▶ Job:
Rescale the records between the lines holding "target | blue railing" and "x=345, y=101", inclusive. Reproduce every one of those lines, but multiply each point coordinate listed under "points" by 2.1 and round it to a whole number, with halves rounding up, while the sample coordinates and all other text stay as they are.
__________________________________________________
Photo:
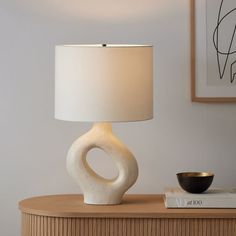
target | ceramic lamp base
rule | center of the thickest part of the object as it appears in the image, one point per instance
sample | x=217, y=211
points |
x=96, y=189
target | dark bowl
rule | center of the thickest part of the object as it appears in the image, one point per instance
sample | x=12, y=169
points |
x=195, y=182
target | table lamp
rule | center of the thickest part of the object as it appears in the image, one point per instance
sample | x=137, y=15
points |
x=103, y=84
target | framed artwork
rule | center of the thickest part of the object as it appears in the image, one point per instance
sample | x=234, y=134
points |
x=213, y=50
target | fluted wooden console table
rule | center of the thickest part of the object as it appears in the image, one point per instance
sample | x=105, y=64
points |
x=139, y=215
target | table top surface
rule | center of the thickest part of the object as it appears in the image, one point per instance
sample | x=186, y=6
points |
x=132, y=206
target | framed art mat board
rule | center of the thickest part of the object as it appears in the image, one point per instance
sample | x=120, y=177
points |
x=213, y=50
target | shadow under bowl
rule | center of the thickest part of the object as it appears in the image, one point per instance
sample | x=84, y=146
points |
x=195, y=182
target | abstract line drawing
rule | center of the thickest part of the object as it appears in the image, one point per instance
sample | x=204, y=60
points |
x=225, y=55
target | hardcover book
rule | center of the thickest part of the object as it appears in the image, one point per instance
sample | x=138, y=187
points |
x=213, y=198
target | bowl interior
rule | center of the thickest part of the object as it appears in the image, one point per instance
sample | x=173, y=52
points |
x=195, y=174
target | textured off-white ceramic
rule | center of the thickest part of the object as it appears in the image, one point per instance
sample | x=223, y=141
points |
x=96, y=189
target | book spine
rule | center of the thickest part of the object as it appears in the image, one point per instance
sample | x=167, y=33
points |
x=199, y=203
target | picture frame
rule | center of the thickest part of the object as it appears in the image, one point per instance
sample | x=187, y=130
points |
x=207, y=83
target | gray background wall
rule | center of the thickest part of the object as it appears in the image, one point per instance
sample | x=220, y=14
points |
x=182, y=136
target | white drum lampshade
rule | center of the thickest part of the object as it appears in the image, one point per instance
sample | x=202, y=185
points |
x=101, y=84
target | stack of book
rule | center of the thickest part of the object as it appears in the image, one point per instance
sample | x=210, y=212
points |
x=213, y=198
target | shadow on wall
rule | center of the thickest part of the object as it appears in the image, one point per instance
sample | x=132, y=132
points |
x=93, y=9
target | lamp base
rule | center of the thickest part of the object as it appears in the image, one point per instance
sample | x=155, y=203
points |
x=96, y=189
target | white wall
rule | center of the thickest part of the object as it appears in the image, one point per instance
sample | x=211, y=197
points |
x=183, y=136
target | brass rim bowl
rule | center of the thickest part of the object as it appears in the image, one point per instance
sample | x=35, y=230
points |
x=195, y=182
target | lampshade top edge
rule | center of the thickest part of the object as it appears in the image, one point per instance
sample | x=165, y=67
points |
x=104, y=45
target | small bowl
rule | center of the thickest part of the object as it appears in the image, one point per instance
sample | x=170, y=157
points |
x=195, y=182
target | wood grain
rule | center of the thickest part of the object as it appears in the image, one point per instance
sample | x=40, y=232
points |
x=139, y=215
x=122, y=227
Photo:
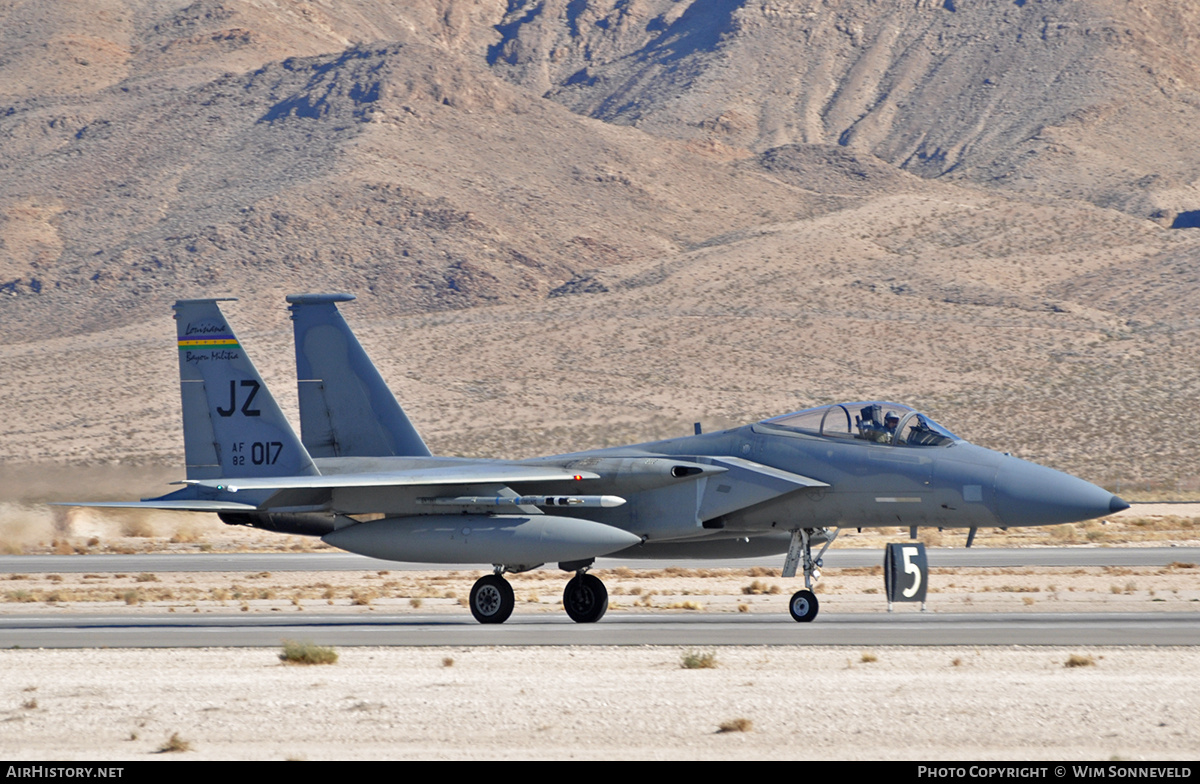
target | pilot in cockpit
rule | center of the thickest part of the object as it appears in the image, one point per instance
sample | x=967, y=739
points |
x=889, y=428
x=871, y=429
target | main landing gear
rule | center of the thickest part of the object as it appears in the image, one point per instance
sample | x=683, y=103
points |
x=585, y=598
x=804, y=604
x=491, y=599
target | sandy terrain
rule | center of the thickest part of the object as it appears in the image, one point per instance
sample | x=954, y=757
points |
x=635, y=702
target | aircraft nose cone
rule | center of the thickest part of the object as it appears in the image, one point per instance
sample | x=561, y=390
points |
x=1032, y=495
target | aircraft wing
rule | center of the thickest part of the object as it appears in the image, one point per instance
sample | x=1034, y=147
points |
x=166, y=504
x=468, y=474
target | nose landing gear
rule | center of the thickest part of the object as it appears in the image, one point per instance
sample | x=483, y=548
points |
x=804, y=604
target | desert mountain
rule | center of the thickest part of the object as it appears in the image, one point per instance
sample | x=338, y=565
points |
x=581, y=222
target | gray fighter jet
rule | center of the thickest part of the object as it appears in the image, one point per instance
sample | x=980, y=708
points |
__________________________________________________
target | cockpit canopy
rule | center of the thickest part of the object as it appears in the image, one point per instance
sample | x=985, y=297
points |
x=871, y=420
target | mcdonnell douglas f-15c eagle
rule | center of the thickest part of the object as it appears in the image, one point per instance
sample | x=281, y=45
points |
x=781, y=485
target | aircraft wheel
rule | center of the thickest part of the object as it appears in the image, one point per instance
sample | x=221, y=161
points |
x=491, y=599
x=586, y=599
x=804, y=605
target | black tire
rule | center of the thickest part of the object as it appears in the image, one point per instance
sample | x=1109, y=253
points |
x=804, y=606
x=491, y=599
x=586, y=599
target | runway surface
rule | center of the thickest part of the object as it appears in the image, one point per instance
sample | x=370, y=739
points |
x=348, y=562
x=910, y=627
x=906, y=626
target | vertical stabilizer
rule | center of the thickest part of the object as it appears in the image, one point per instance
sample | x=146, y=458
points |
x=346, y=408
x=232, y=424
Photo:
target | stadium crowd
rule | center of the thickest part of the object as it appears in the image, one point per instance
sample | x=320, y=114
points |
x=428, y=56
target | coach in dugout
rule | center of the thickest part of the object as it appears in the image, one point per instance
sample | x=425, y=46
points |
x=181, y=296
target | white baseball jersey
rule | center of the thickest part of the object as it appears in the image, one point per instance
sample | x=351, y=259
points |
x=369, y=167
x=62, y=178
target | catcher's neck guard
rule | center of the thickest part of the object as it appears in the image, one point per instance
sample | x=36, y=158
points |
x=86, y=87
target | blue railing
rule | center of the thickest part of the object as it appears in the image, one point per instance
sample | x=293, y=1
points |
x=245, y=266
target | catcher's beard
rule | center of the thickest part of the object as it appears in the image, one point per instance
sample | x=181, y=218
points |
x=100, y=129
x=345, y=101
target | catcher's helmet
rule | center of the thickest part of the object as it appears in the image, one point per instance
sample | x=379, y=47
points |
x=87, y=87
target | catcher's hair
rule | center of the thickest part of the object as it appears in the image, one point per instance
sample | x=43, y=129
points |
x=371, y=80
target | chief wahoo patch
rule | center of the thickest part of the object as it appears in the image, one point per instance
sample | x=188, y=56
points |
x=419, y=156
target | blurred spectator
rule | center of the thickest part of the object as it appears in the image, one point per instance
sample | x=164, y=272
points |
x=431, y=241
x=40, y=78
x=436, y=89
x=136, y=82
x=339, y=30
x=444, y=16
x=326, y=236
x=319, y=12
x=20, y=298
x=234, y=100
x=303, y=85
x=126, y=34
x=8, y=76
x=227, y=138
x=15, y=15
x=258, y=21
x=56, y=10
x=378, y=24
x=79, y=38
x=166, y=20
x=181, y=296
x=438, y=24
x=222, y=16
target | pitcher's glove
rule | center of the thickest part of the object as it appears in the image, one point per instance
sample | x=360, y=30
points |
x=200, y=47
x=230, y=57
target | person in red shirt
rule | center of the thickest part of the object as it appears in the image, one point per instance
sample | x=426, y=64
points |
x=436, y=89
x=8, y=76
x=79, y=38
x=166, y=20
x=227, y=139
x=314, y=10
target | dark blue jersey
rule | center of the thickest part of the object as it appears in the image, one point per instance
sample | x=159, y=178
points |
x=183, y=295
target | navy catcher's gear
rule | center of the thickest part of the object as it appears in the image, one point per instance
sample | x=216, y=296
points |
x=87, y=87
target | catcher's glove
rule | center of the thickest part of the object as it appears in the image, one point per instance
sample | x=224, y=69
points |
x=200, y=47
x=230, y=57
__________________________________________________
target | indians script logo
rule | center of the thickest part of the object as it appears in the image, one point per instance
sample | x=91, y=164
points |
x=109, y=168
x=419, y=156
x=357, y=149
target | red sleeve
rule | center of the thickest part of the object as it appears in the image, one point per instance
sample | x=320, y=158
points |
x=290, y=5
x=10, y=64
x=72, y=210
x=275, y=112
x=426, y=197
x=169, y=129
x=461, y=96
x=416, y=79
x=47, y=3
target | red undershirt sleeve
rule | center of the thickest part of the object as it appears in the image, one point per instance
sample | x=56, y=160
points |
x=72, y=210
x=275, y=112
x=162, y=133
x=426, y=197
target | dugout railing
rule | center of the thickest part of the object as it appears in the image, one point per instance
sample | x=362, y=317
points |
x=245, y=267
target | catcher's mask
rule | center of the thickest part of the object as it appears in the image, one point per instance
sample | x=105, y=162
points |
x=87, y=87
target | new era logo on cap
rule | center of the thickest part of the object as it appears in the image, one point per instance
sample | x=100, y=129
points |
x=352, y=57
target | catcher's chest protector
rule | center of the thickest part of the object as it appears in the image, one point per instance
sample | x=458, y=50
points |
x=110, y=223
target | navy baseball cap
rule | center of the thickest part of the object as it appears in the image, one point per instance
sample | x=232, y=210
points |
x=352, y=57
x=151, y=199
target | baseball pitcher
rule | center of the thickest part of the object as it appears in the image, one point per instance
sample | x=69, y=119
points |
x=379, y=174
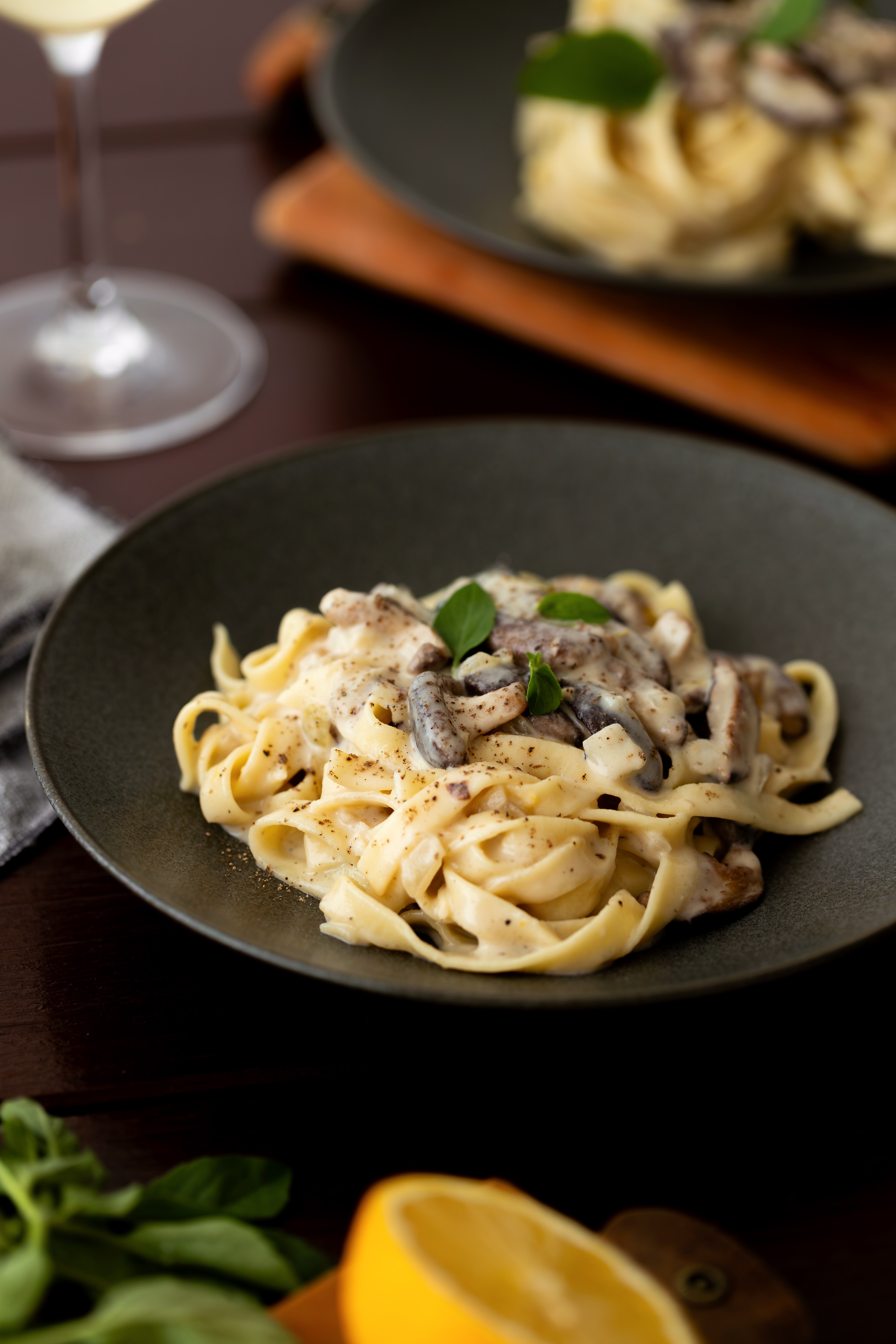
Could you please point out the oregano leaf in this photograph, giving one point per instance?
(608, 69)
__________________________________________________
▶ Right answer:
target | blue railing
rule | center of the thickest part of the object as it appears in the image, one point per instance
sample | x=293, y=1
points |
x=515, y=559
target | catcher's beard
rule | center of the thickest part of the object as it appears in the image, one point per instance
sample | x=181, y=218
points |
x=210, y=271
x=725, y=212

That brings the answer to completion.